** SUPPLIED ENTRIES follows **
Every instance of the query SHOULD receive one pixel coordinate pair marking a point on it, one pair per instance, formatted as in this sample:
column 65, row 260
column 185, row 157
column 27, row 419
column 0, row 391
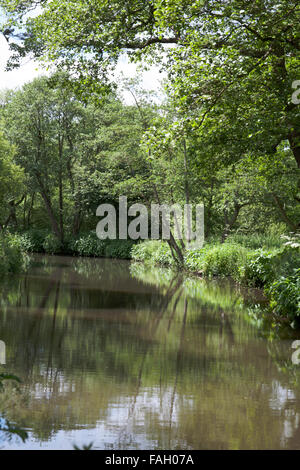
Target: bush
column 257, row 240
column 33, row 240
column 154, row 252
column 224, row 260
column 12, row 256
column 52, row 245
column 259, row 268
column 87, row 245
column 284, row 296
column 118, row 248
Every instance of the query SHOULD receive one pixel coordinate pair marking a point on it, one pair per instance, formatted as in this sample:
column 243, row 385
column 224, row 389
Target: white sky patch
column 30, row 69
column 16, row 78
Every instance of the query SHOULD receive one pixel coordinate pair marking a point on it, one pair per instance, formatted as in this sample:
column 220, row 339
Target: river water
column 129, row 357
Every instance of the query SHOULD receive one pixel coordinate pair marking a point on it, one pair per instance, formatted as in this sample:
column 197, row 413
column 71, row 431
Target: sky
column 29, row 70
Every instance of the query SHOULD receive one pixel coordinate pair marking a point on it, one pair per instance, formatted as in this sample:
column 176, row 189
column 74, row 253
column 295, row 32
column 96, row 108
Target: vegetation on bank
column 275, row 267
column 269, row 262
column 224, row 132
column 13, row 257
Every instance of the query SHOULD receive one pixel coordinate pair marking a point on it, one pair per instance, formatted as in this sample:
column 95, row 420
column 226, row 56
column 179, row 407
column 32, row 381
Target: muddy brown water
column 129, row 357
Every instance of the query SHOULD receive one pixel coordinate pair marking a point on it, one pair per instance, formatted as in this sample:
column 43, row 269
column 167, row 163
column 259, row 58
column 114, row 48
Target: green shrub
column 118, row 248
column 12, row 256
column 284, row 295
column 87, row 245
column 154, row 252
column 224, row 260
column 52, row 245
column 90, row 245
column 257, row 240
column 259, row 268
column 33, row 240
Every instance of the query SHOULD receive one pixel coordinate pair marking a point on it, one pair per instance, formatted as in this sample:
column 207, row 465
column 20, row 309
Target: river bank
column 268, row 263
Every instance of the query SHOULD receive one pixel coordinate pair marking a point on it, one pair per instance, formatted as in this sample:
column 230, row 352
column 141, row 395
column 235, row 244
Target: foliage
column 12, row 254
column 285, row 296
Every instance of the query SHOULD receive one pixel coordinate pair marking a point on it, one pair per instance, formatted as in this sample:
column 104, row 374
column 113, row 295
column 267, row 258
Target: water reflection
column 127, row 357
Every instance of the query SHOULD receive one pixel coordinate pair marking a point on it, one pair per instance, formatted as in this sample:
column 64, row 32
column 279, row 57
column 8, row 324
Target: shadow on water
column 127, row 356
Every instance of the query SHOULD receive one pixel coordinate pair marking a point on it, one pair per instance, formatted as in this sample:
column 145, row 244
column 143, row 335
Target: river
column 123, row 356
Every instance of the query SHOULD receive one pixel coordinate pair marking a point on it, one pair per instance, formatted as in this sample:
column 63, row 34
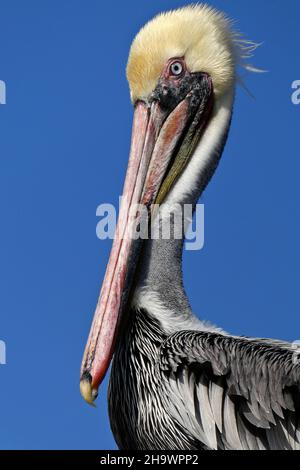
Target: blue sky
column 63, row 63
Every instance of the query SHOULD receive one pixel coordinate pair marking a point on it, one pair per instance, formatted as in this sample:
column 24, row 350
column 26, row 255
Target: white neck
column 159, row 288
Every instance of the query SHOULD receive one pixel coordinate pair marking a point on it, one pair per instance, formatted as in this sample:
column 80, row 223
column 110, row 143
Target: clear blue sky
column 65, row 133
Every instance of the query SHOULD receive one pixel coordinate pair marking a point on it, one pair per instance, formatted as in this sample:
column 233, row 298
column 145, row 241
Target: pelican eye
column 176, row 68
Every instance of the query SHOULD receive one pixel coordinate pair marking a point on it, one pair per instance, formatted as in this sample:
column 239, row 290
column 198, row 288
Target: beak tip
column 88, row 393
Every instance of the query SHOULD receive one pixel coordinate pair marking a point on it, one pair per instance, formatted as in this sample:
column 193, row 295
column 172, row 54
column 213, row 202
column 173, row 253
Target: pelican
column 176, row 381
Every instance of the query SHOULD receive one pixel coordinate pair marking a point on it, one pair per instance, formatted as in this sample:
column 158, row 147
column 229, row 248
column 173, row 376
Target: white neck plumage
column 159, row 288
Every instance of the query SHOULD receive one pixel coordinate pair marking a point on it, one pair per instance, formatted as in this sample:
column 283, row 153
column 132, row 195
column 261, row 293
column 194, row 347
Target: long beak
column 157, row 135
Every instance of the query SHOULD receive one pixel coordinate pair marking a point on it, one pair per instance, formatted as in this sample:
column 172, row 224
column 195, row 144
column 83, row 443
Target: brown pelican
column 177, row 382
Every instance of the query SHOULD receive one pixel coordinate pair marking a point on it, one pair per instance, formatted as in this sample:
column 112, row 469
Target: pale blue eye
column 176, row 68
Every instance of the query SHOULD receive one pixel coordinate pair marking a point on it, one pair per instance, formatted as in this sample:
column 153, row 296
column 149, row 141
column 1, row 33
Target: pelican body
column 176, row 381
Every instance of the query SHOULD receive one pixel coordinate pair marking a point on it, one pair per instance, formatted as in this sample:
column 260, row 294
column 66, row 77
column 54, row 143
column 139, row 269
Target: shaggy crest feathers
column 199, row 33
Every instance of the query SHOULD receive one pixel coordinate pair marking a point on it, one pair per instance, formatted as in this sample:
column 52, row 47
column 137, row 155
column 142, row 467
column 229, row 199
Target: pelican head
column 181, row 67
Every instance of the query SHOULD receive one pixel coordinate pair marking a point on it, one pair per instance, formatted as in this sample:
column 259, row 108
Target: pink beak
column 156, row 135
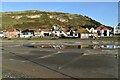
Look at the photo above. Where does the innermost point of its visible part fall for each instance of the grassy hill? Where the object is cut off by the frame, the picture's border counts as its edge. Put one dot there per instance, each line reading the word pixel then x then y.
pixel 34 19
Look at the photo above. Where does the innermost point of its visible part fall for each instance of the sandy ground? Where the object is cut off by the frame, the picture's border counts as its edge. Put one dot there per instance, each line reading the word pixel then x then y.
** End of SUPPLIED ENTRIES **
## REQUIRED WORK
Your answer must consist of the entries, unchanged, with no pictures in it.

## TASK SOLUTION
Every instance of the query SHOULD receive one pixel coordinate pair marking a point on it, one pair per instance, formatted as in this sample:
column 65, row 260
column 185, row 157
column 27, row 419
column 0, row 391
Target: bush
column 257, row 240
column 33, row 240
column 154, row 252
column 224, row 260
column 12, row 256
column 52, row 245
column 259, row 268
column 87, row 245
column 284, row 296
column 118, row 248
Every instance of the query SHOULD receive one pixel coordinate pair marking a point on it, one pair per instance, formatted as in this sample:
column 243, row 385
column 224, row 389
Target: white sky patch
column 30, row 69
column 16, row 78
Every instance of the query SHOULD receive one pixel coordinate pair marking a point on it, one pair per instance, formatted as in this sample:
column 220, row 339
Target: river water
column 129, row 357
Every instance of the query SHOULD receive one pixel coordinate pair marking a point on it, one pair per instance, formatted as in this sample:
column 197, row 413
column 71, row 431
Target: sky
column 29, row 70
Every instance of the query SHOULD receive one pixel coordinate pair marking a point on it, one pair per instance, formatted as in this sample:
column 176, row 189
column 74, row 253
column 295, row 32
column 96, row 108
Target: vegetation on bank
column 275, row 267
column 269, row 262
column 224, row 132
column 13, row 257
Every instance of the query SHOULD receive one pixel coordinate pair marking a point on it, one pair per instance, formatted as in this sample:
column 95, row 420
column 226, row 56
column 179, row 407
column 32, row 381
Target: muddy brown water
column 129, row 357
Every instance of the query SHOULD receive one pixel coordinate pair marking a point on it, one pair per instance, formatted as in this sample:
column 43, row 269
column 167, row 163
column 259, row 58
column 114, row 48
Target: green shrub
column 118, row 248
column 12, row 256
column 284, row 295
column 87, row 245
column 154, row 252
column 224, row 260
column 52, row 245
column 90, row 245
column 257, row 240
column 259, row 268
column 33, row 240
Every instance of the query SHOULD receive one pixel coordinate pair marking a point on it, one pair per instance, formatted as in this sample:
column 207, row 465
column 20, row 309
Target: river bank
column 268, row 263
Every instance of the query SHOULD receive one pixel coordinate pair marking a point on it, one pair per instance, formatted as in this sample:
column 230, row 352
column 141, row 395
column 235, row 244
Target: foliage
column 12, row 254
column 285, row 296
Every instance of the query SHOULD receive one pixel coordinate pair marking a point on it, one pair per instance, formatted as in this sample:
column 104, row 374
column 113, row 295
column 267, row 258
Target: water reflection
column 127, row 357
Every instance of the query SHOULD receive one pixel coordinate pair marking a point on it, one pair per instance, formatted as in this sample:
column 64, row 32
column 279, row 57
column 8, row 324
Target: shadow on water
column 127, row 356
Every instance of the query SHOULD receive one pixel coordinate pair marking a point on it, one pair per instance, formatted as in this sample:
column 145, row 244
column 143, row 335
Target: river
column 123, row 356
Every instance of the query SHOULD receive one pixel coordinate pair marking a point on it, one pair per instance, formatted as in this sample:
column 63, row 34
Target: blue sky
column 63, row 63
Every instance of the query SHOULD receive one pixel coordinate pair marking a point on it, one pair per instance, formatted as in this sample:
column 24, row 350
column 26, row 255
Target: white neck
column 159, row 288
Every instance of the query SHOULD receive one pixel coordinate pair marking a point on it, one pair per instance, formatted as in this sample:
column 80, row 223
column 110, row 143
Target: clear blue sky
column 65, row 133
Every instance of the query SHOULD receive one pixel coordinate pair marking a point on it, one pair per instance, formatted as in this sample:
column 233, row 298
column 145, row 241
Target: pelican eye
column 176, row 68
Every instance of the query SHOULD receive one pixel coordinate pair marking a point on it, one pair per instance, formatted as in this sample:
column 239, row 290
column 198, row 288
Target: beak tip
column 88, row 393
Every instance of the query SHOULD receive one pixel coordinate pair marking a point on it, one pair per instance, formatted as in this sample:
column 193, row 295
column 172, row 54
column 213, row 202
column 173, row 253
Target: pelican
column 176, row 381
Every instance of the query SHOULD receive one pixel coordinate pair marking a point on it, one pair per instance, formatted as in this sample:
column 158, row 147
column 229, row 248
column 173, row 376
Target: white neck plumage
column 159, row 288
Every instance of the query SHOULD receive one pixel coordinate pair marking a point on it, one pair per instance, formatted as in this sample:
column 283, row 153
column 132, row 195
column 261, row 293
column 194, row 347
Target: long beak
column 157, row 135
Every instance of the query SHOULD receive one pixel coordinate pair marking a point on it, one pair per instance, formatted as in this sample:
column 172, row 224
column 195, row 144
column 83, row 443
Target: brown pelican
column 177, row 382
Every instance of the query SHOULD receive one pixel coordinate pair marking a point on it, one pair per instance, formatted as in this sample:
column 112, row 469
Target: pale blue eye
column 176, row 68
Every instance of the query SHOULD receive one pixel coordinate pair marking a point on it, one pair per instance, formatted as in this sample:
column 153, row 296
column 149, row 141
column 1, row 33
Target: pelican body
column 176, row 381
Every instance of the query SHOULD receive one pixel coordinate pair marking a point on it, one pair per instance, formatted as in this sample:
column 260, row 294
column 66, row 77
column 54, row 143
column 139, row 269
Target: shaggy crest feathers
column 199, row 33
Every instance of the query SHOULD receive one pixel coordinate pair marking a point on it, one pair per instance, formatted as in this sample:
column 52, row 47
column 137, row 155
column 142, row 467
column 229, row 199
Target: pelican head
column 181, row 67
Every instance of the query SHOULD receive one pixel coordinate pair marking a point on it, one pair per instance, formatted as in this sample:
column 259, row 108
Target: pink beak
column 156, row 135
Look at the photo above. Where does the innermost point of its visible part fall for each instance of the grassy hill? Where the object is cut off by the frame, the picture's border counts as its edge. Put one dot there per instance, each line reading the word pixel then x then y.
pixel 34 19
Look at the photo above. Where does the innermost point of its visible part fall for each instance of the sandy ground? Where the object is cut off by the frame, the picture's border counts as its edge. Put one dot there per instance, each line reading the word pixel then x then y.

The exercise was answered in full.